▶ _Vorliegender Text_:
Der 16-Jährige lässt sich jedoch nichts anmerken. Etwas schüchtern, dafür mit breitem Grinsen, setzt er sich in die Runde. Grund zur Freude hat er momentan genug: Vergangenen Monat durfte er mit der Powerchair-Nationalmannschaft an die WM nach Italien fahren. «Wir waren eine Woche dort. Und das während der Schulzeit!», erzählt Manuel stolz und schiebt dann etwas kleinlaut nach: «Die verpasste Zeit muss ich jedoch nachholen.»
Als Manuel noch in einer besseren Verfassung war, spielte er Unihockey bei den Kloten-Dietlikon Jets. «Ich konnte nicht voll mitmachen, die anderen haben mich jedoch akzeptiert.» Mit zunehmender Einschränkung seiner Mobilität wechselte er vom Feldspieler zum Torhüter. «Ich spielte dort, bis ich elf war. Danach habe ich das Powerchair-Hockey in der Schule entdeckt.» Manuel geht im Mathilde-Escher-Heim, einer Institution, die sich auf Menschen mit körperlicher Behinderung spezialisiert, in die Oberstufe.

▶ _Vorliegende Auflistung_:

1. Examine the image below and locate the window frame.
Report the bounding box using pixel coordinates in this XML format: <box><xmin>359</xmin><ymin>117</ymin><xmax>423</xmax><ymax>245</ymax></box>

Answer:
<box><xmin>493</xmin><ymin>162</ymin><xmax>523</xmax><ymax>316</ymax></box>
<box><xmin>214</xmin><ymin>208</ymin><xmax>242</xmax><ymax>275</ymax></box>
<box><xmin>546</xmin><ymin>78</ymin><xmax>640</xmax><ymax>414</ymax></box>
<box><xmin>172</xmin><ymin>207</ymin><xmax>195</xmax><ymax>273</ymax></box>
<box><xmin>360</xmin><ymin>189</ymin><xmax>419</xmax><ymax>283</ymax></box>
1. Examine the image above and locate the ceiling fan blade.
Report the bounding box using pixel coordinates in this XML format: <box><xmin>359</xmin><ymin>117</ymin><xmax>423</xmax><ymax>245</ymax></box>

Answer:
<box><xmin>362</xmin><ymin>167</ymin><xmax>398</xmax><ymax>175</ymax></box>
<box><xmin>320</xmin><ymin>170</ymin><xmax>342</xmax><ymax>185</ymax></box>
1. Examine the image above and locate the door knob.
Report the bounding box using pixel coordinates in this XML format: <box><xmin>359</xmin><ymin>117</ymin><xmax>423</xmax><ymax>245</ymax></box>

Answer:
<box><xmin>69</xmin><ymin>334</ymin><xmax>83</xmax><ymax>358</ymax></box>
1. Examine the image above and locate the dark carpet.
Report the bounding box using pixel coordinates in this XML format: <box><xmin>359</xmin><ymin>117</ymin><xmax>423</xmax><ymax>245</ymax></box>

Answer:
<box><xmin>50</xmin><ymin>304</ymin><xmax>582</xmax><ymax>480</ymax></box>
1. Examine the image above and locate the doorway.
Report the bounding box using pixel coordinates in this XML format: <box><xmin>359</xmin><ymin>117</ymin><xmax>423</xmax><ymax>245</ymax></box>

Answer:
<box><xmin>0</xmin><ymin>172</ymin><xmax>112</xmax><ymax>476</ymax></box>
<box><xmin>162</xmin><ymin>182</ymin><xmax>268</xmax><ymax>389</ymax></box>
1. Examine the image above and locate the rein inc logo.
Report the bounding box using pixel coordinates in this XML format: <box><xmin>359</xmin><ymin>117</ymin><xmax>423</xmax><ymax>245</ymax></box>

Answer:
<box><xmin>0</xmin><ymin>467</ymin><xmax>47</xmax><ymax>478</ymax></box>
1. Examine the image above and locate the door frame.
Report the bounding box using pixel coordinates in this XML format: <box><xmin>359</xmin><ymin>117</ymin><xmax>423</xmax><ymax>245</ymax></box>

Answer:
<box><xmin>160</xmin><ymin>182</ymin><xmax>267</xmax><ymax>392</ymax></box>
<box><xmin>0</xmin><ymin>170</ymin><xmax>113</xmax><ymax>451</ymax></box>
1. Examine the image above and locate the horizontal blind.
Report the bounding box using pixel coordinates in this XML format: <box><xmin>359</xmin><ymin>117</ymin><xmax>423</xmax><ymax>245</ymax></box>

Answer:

▶ _Zu erledigende Schritte_:
(1) Wie lange war die Nationalmannschaft laut dem Bericht über Manuel an der WM in Italien?
(2) Schreib bitte aus dem Bericht über Manuel den Abschnitt ab, der mit „Als Manuel noch“ beginnt und bis „in die Oberstufe.“ weitergeht.
(3) Führe den Bericht über Manuel im Anschluss an seinen letzten Satz weiter.
Die Auflistung wird für die Bearbeitung nicht gebraucht.

▶ _Ergebnisse je Aufgabe_:
(1) Eine Woche.

(2)
Als Manuel noch in einer besseren Verfassung war, spielte er Unihockey bei den Kloten-Dietlikon Jets. «Ich konnte nicht voll mitmachen, die anderen haben mich jedoch akzeptiert.» Mit zunehmender Einschränkung seiner Mobilität wechselte er vom Feldspieler zum Torhüter. «Ich spielte dort, bis ich elf war. Danach habe ich das Powerchair-Hockey in der Schule entdeckt.» Manuel geht im Mathilde-Escher-Heim, einer Institution, die sich auf Menschen mit körperlicher Behinderung spezialisiert, in die Oberstufe.

(3)
Powerchair-Hockey ist eine Behindertensportart, die sich in der Schweiz noch im Aufbau befindet. Es gleicht dem Unihockey sehr, mit dem Unterschied, dass die Spieler im Rollstuhl sitzen. Einem speziellen, der motorisiert und robuster gebaut ist sowie über eine spezielle Bereifung verfügt. «Ich habe in einem normalen Rollstuhl zu spielen angefangen, da ich keinen anderen hatte», sagt Manuel.
Mama Kruithof fügt jedoch schnell an: «Die IV sah das gar nicht gerne. Wir mussten also einen richtigen Powerchair haben.» Dieser kostet jedoch etwa 20 000 Franken. Zu viel für die alleinerziehende Mutter, denn die IV wollte sich partout nicht an den Kosten beteiligen. «Wir haben deshalb einen Spendenaufruf auf Facebook gestartet und innert kürzester Zeit 15 000 Franken bekommen. Teilweise von Leuten, die wir gar nicht kannten. Das war schon sehr berührend.»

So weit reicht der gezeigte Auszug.